**Your tasks**
1. Return everything from "The relevant statutory" down to "of the agreement." of the Detik Ria article, word for word.
2. According to the Detik Ria article, how much in share sale proceeds did Detik Ria receive from Prudential?

━━ Provided text ━━

A recent Federal Court decision in Detik Ria Sdn Bhd v Prudential Corporation Holdings Limited & Anor [2025] MLJU 575 has underscored a crucial yet often overlooked aspect of share disposals: the need to verify and obtain prior regulatory approvals where required. The failure to do so may render an agreement void, regardless of the parties’ intentions or contractual safeguards.

Case Background

In 2002, Detik Ria Sdn Bhd (“Detik Ria”) entered into a Call/Put Option Agreement (“CPOA”) with Prudential Assurance (“Prudential”) which it subsequently exercised to effect the disposal of Detik Ria’s 49% stake in Sri Han Suria Sdn Bhd (“SHS”), the holding company of Prudential Assurance Malaysia Berhad (“PAMB”), a licensed insurer regulated under the (now-repealed) Insurance Act 1996.

The CPOA expressly stated that the transaction was conditional upon obtaining the approval of the Minister of Finance (MOF), as required under Section 67 of the Insurance Act 1996. Despite not obtaining the MOF approval, the parties proceeded to perform the agreement over several years whereby Detik Ria had received RM109 million in payments of the share sale proceeds from Prudential, while Prudential received over RM4.2 billion in dividends as the sole holder of Class A Preference Shares.

When Detik Ria subsequently sought to rescind the agreement due to the absence of MOF’s approval, Prudential maintained that the deal remained valid and enforceable.

Federal Court’s Findings

The Federal Court overturned the lower courts’ decisions and allowed Detik Ria’s appeal. Its findings were as follows:

Governing Law at Time of Contract

The relevant statutory regime was the Insurance Act 1996, not the later Financial Services Act 2013, as the CPOA had been executed prior to the latter’s enforcement. Under Section 67, the Ministry of Finance’s approval was mandatory for any transaction involving 5% or more of a licensed insurer’s shareholding.

The Court reaffirmed that the newer statute cannot be applied retrospectively to override the legal requirements in force at the time of the agreement.

Conditional Agreements Are Lawful — But Not Premature Execution:

While conditional agreements are permissible, the Court clarified that performance of the agreement before certain conditions are fulfilled (e.g. MOF approval) constitutes a breach of law.

━━━
━━ Raw records ━━

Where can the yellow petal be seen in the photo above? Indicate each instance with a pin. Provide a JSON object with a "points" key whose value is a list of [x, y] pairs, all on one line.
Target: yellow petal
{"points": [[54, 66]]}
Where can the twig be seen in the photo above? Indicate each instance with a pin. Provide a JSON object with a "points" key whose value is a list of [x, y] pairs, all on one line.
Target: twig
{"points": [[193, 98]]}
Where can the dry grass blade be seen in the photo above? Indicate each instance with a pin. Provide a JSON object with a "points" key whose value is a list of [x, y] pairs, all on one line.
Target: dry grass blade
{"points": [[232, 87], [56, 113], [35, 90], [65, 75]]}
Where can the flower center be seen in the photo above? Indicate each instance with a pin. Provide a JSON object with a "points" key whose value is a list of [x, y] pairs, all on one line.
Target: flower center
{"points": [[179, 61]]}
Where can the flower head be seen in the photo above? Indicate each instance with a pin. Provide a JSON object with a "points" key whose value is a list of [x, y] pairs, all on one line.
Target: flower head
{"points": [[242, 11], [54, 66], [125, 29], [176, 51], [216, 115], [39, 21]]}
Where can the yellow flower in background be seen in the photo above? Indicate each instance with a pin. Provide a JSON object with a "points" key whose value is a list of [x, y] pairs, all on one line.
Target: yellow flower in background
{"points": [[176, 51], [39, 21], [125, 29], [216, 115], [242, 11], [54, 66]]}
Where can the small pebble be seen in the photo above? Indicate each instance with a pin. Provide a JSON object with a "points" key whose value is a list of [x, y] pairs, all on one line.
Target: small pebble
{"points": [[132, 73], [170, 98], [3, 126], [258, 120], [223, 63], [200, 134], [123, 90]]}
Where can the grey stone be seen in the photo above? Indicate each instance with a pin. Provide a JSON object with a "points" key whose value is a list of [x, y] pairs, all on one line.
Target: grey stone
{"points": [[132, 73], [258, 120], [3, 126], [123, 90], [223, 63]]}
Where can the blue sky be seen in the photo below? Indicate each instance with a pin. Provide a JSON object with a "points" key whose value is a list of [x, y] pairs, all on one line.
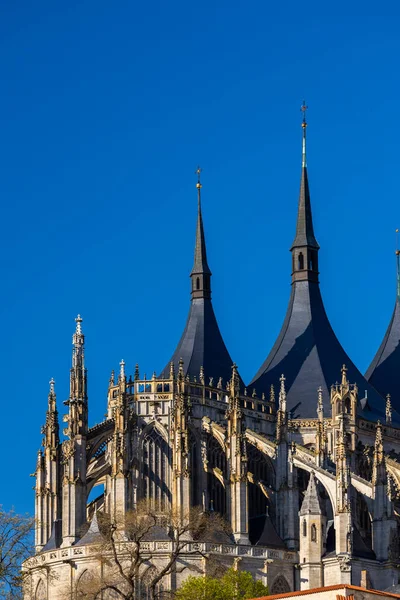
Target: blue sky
{"points": [[106, 108]]}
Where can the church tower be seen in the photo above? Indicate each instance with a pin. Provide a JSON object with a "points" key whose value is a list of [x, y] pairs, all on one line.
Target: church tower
{"points": [[312, 537], [74, 448], [307, 350], [201, 347]]}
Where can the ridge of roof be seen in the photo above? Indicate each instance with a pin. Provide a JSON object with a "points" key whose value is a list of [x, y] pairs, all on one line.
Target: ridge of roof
{"points": [[329, 588], [309, 354], [201, 345], [382, 373]]}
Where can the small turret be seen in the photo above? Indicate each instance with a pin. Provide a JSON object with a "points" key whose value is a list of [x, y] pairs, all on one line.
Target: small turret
{"points": [[305, 247], [78, 410], [312, 537], [201, 346], [201, 274]]}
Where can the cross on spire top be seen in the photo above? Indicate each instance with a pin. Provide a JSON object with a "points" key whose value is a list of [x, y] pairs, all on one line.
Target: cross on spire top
{"points": [[303, 109], [198, 173]]}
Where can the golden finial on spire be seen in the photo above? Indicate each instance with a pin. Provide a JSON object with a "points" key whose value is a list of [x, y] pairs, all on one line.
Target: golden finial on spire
{"points": [[303, 109], [198, 173], [398, 262]]}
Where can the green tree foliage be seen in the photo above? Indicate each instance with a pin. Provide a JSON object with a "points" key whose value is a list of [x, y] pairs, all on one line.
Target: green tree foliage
{"points": [[16, 544], [233, 585]]}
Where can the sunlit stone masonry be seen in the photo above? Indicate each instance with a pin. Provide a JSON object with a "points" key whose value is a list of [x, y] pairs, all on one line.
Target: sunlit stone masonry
{"points": [[302, 462]]}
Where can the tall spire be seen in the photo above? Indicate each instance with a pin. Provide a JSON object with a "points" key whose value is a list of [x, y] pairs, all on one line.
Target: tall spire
{"points": [[201, 274], [398, 264], [305, 247], [201, 348], [77, 402]]}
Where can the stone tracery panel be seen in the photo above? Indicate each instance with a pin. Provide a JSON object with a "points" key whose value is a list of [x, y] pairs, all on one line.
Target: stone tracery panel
{"points": [[280, 585], [156, 468], [217, 469]]}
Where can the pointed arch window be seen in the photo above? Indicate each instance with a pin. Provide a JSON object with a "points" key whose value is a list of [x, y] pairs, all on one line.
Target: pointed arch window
{"points": [[313, 532], [156, 469], [40, 591]]}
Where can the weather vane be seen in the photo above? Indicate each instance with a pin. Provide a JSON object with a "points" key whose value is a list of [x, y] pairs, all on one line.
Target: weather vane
{"points": [[198, 173], [303, 109]]}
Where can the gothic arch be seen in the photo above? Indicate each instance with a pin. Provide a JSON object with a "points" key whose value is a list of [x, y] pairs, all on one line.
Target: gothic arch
{"points": [[40, 593], [195, 466], [216, 473], [84, 582], [327, 480], [261, 478], [155, 475], [150, 426], [363, 519], [215, 430], [280, 585]]}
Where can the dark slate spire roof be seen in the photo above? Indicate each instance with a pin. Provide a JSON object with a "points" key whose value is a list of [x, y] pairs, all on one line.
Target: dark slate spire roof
{"points": [[200, 265], [307, 350], [93, 534], [383, 372], [311, 504], [201, 344], [304, 229]]}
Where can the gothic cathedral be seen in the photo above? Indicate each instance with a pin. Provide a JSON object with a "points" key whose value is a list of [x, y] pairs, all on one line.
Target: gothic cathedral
{"points": [[305, 469]]}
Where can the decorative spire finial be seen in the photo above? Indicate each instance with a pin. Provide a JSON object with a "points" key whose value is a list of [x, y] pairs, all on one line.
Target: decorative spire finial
{"points": [[198, 173], [304, 126], [320, 408], [344, 376], [398, 263], [180, 370], [282, 394], [272, 393], [200, 274], [122, 368], [78, 322], [388, 409], [172, 370]]}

━━━

**Answers to the problems**
1.
The relevant statutory regime was the Insurance Act 1996, not the later Financial Services Act 2013, as the CPOA had been executed prior to the latter’s enforcement. Under Section 67, the Ministry of Finance’s approval was mandatory for any transaction involving 5% or more of a licensed insurer’s shareholding.

The Court reaffirmed that the newer statute cannot be applied retrospectively to override the legal requirements in force at the time of the agreement.

2. RM109 million.